■ **The data**:
>>>>>

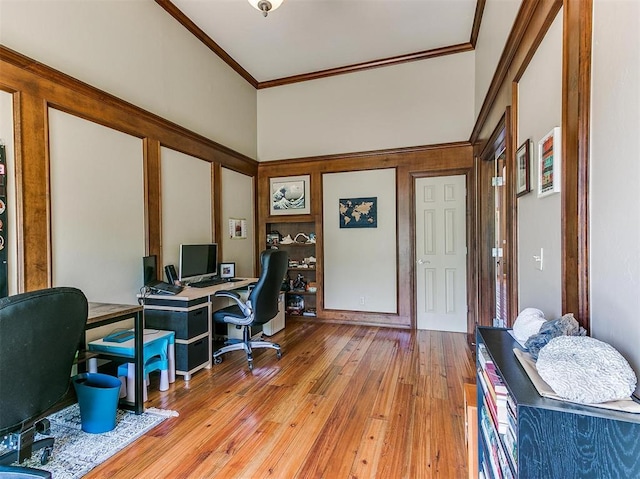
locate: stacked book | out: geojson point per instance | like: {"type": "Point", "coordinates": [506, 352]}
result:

<<<<<
>>>>>

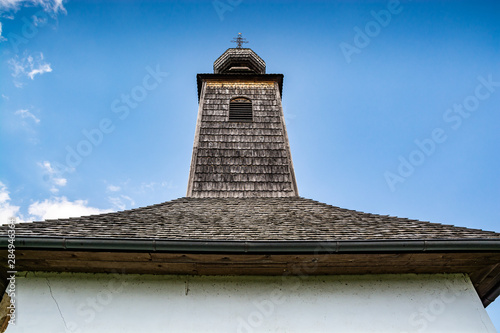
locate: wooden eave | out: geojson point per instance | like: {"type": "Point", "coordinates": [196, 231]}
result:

<<<<<
>>>>>

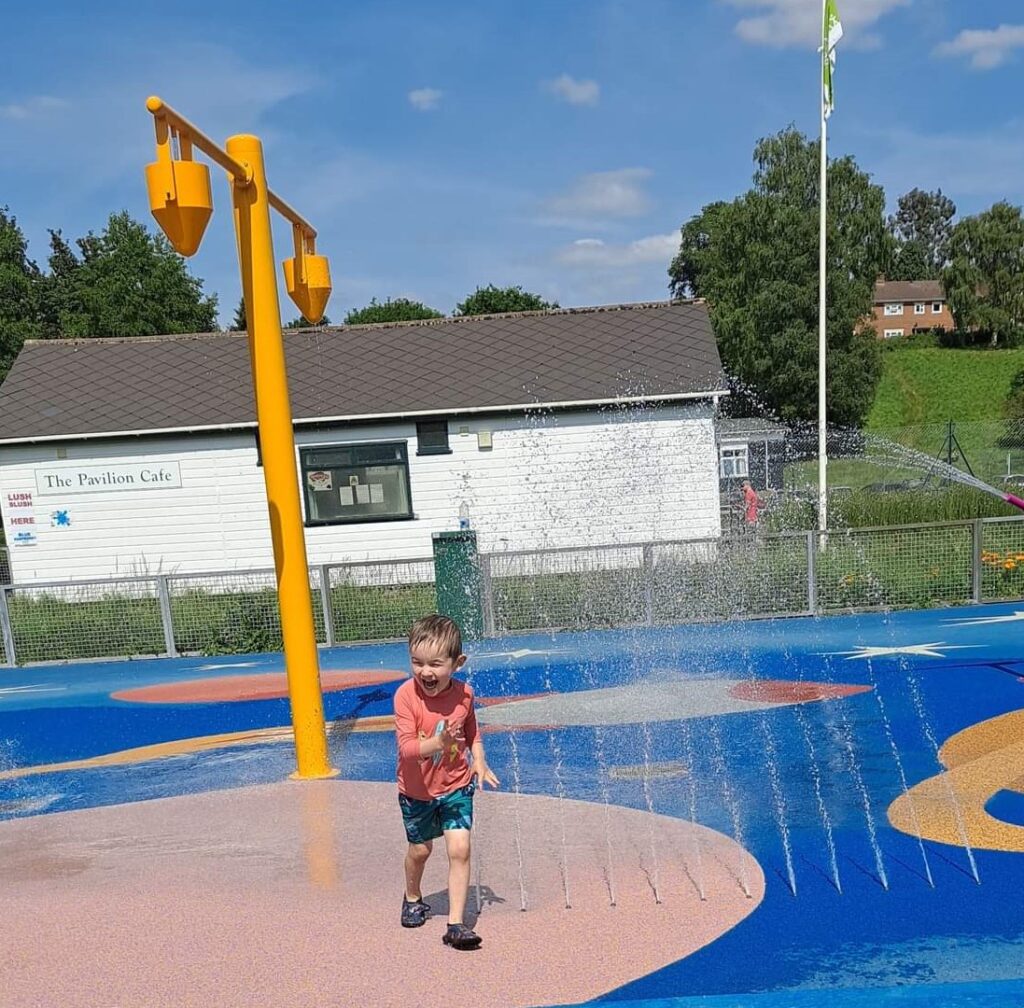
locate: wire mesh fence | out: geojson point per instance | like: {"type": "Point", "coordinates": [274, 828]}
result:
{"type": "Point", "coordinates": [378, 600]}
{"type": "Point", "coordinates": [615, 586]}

<<<<<

■ **What the task asks**: Scan the material above. Copy each line that holds the word "geojson".

■ **Final answer**:
locate: stacked book | out: geojson point per instance | like: {"type": "Point", "coordinates": [506, 352]}
locate: wooden eave | out: geojson point per instance | like: {"type": "Point", "coordinates": [196, 231]}
locate: wire mesh fence | out: geojson point per instance | like: {"type": "Point", "coordinates": [274, 828]}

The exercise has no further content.